* start MATERIALS PROVIDED *

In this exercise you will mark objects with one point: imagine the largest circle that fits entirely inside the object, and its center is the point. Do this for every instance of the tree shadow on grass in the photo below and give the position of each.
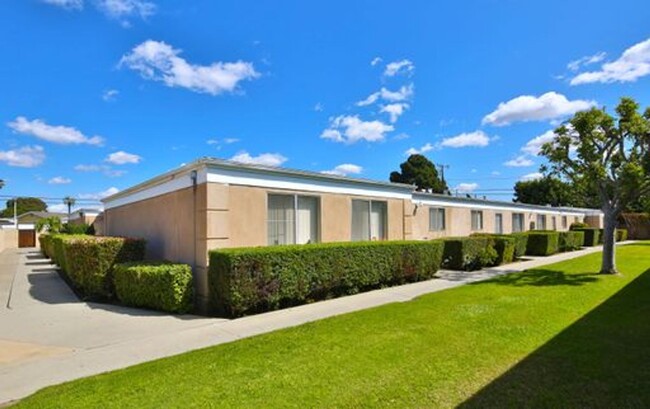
(544, 278)
(601, 361)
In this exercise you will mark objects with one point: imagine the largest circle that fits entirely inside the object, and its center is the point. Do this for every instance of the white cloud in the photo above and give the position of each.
(344, 169)
(466, 187)
(99, 195)
(121, 158)
(533, 146)
(265, 159)
(394, 110)
(520, 161)
(531, 108)
(402, 94)
(66, 4)
(120, 9)
(532, 176)
(158, 61)
(64, 135)
(351, 129)
(424, 149)
(110, 95)
(399, 67)
(588, 60)
(25, 157)
(633, 64)
(470, 139)
(59, 180)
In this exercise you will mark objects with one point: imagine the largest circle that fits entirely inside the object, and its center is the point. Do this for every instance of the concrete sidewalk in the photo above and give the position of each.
(48, 336)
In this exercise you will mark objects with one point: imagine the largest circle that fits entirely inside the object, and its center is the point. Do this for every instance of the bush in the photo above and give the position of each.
(89, 261)
(503, 245)
(248, 280)
(521, 243)
(571, 240)
(592, 236)
(542, 243)
(161, 286)
(468, 253)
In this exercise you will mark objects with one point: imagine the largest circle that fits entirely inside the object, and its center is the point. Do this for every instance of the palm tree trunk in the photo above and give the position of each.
(608, 265)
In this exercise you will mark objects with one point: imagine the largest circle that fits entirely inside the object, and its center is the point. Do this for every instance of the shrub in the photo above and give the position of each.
(571, 240)
(578, 225)
(468, 253)
(89, 261)
(592, 236)
(503, 245)
(248, 280)
(542, 243)
(521, 243)
(158, 285)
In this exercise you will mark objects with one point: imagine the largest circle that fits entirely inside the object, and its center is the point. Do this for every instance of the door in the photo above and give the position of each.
(26, 238)
(498, 223)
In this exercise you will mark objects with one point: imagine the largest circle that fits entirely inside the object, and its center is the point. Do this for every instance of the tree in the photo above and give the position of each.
(69, 201)
(421, 172)
(23, 205)
(607, 155)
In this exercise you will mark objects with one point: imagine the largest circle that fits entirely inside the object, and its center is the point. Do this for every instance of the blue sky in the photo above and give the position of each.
(97, 95)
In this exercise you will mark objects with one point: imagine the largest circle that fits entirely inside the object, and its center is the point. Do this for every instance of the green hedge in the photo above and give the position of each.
(468, 253)
(89, 261)
(592, 236)
(249, 280)
(504, 245)
(158, 285)
(571, 240)
(542, 243)
(521, 243)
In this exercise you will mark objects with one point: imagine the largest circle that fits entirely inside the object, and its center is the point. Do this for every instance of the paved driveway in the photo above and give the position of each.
(48, 336)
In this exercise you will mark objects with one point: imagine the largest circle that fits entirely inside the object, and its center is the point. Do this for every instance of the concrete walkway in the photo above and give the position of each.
(48, 336)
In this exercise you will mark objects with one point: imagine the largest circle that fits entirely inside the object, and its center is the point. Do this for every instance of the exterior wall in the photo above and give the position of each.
(168, 223)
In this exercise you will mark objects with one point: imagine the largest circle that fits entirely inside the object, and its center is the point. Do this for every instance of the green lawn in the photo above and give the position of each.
(560, 336)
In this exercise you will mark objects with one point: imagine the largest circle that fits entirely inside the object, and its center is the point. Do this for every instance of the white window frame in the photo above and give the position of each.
(482, 222)
(370, 202)
(296, 226)
(436, 211)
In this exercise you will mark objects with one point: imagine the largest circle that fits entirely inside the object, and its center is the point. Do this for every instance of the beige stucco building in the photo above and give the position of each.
(211, 204)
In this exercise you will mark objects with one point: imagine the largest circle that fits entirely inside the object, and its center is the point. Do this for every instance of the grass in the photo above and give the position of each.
(561, 336)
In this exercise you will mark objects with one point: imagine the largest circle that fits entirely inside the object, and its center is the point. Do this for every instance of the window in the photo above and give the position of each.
(498, 223)
(292, 219)
(436, 219)
(477, 220)
(517, 222)
(368, 220)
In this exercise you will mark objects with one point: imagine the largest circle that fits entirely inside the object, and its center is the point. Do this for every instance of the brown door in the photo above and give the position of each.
(26, 238)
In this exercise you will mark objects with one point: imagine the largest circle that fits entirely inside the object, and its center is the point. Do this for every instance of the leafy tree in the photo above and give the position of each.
(52, 224)
(607, 155)
(23, 205)
(421, 172)
(546, 191)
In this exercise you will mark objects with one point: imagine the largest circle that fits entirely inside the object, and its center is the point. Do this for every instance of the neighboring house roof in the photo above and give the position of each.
(226, 171)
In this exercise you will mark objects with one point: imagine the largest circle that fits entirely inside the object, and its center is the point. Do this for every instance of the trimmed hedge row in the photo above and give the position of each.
(158, 285)
(543, 243)
(592, 236)
(571, 240)
(248, 280)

* end MATERIALS PROVIDED *

### WORK TO DO
Leave the pictures out and write out every entry exactly as given.

### COMPLETE OUTPUT
In this exercise you will mark objects with one point: imagine the largest circle that fits entirely inside the object, and its center is the point. Do this for every instance of the tree shadow on grass in the photo below and give the position of each.
(544, 278)
(601, 361)
In this exercise you will mark objects with one point: imagine the largest circle that fits entirely inside the object, and its center is the point. Do this for every instance of the white cloud in the photo above and give the position of each.
(344, 169)
(466, 187)
(99, 195)
(121, 158)
(533, 146)
(265, 159)
(394, 110)
(520, 161)
(531, 108)
(402, 94)
(66, 4)
(120, 9)
(532, 176)
(158, 61)
(64, 135)
(351, 129)
(424, 149)
(110, 95)
(399, 67)
(588, 60)
(25, 157)
(633, 64)
(470, 139)
(59, 180)
In this exercise you will mark objects with one point: imagine the largest circle that fits entirely inside the object, and its center is the point. Do this for every instance of the concrete sidewalk in the photo above and give the position of each.
(48, 336)
In this exercise you will mark objects with one point: imagine the largest circle that fits entirely inside the object, and its center is the point. Do this for every instance of the bush in the photo above and give the position of each.
(89, 261)
(503, 245)
(248, 280)
(521, 243)
(571, 240)
(592, 236)
(542, 243)
(161, 286)
(468, 253)
In this exercise you will mark objects with one point: imagine the largest circle that fits entirely inside the object, and its center is the point. Do this for every instance of the palm tree trunk in the photo above and give the position of each.
(608, 265)
In this exercise you will mark objects with one point: imagine the largest circle that fits entirely inside the object, and its center is the point. Do this for every instance of the shrub in the photo above and give the position of each.
(571, 240)
(578, 225)
(468, 253)
(89, 261)
(592, 236)
(503, 245)
(248, 280)
(542, 243)
(521, 243)
(158, 285)
In this exercise you will mark objects with one point: imagine the largest circle that fits entirely inside the object, and its center is the point. Do this for every instance of the door in the photo above and give the position of each.
(26, 238)
(498, 223)
In this exercise you will mark objects with one point: imagine the largest circle that fits entirely inside the object, and its center is the point. Do this for every instance of the tree in the photo above and give the position of each.
(69, 201)
(421, 172)
(23, 205)
(607, 155)
In this exercise you will mark objects with one point: imagine the largest circle that fits entirely inside the object, and its center is the point. Do this for every instance of the blue sky in the photo above and give the position of each.
(97, 95)
In this exercise you will mark objects with one point: imagine the largest circle that fits entirely inside the object, and its center is the point. Do this for every instance of the green hedge in the photo above and give the position of each.
(468, 253)
(89, 261)
(592, 236)
(249, 280)
(504, 245)
(158, 285)
(571, 240)
(542, 243)
(521, 243)
In this exercise you will mark objects with one point: imagine the largest circle that fits entirely inside the object, and its center is the point. Do this for every instance of the paved driveway in the photo above and give the position of each.
(48, 336)
In this exercise you will mark objects with one point: imagine the largest circle that fits entirely inside the object, and its center is the point. Do this for every instance of the concrete walkway in the photo above and give the position of each.
(48, 336)
In this exercise you will mark objects with one point: imagine the largest circle that fits entirely inside the object, and its center is the point. Do this for every instance of the exterior wall in the photo above and give the position of each.
(168, 223)
In this exercise you will mark objects with one point: imagine the largest circle that fits entirely inside the object, and its center is the point. Do this for every instance of the green lawn in the photo above and give the position of each.
(560, 336)
In this exercise you will mark objects with one point: imagine the largest circle that fits entirely inside the object, and its center is the point. Do this for every instance of the white window frame in the photo above and give the position of each.
(482, 222)
(370, 202)
(296, 226)
(436, 211)
In this exercise you will mark objects with one point: imagine the largest circle that fits entirely inside the object, and its center is the point. Do this for every instance of the beige stucco building in the photo above and give the position of each.
(211, 204)
In this exercise you will mark objects with one point: imagine the largest circle that fits entirely inside the object, and its center is the point. Do this for every instance of the grass in the photo above and give the position of each.
(561, 336)
In this exercise you will mark objects with one point: imagine the largest circle that fits entirely inside the object, and its center is the point. Do this for every instance of the window in the photo above and give the position of each.
(498, 223)
(292, 219)
(436, 219)
(477, 220)
(517, 222)
(368, 220)
In this exercise you will mark objects with one point: imagine the largest circle that fits entirely inside the object, and its center is the point. Do this for every instance of the brown door in the photo above and give the position of each.
(26, 238)
In this exercise you will mark objects with one point: imagine the largest circle that fits entirely inside the object, and its center is the point. Do this for every instance of the leafy tree in the photo above and give the position of each.
(52, 224)
(607, 155)
(23, 205)
(421, 172)
(546, 191)
In this exercise you will mark objects with one point: imagine the largest circle that fits entirely inside the object, and its center is the point. Do this for every instance of the neighboring house roof in the photo above and give the position of each.
(226, 171)
In this exercise you will mark objects with one point: imagine the largest circle that fits entirely inside the object, and its center is the point. Do this for every instance of the trimmed hedge row in the photo above and give the position of each.
(158, 285)
(543, 243)
(592, 236)
(571, 240)
(248, 280)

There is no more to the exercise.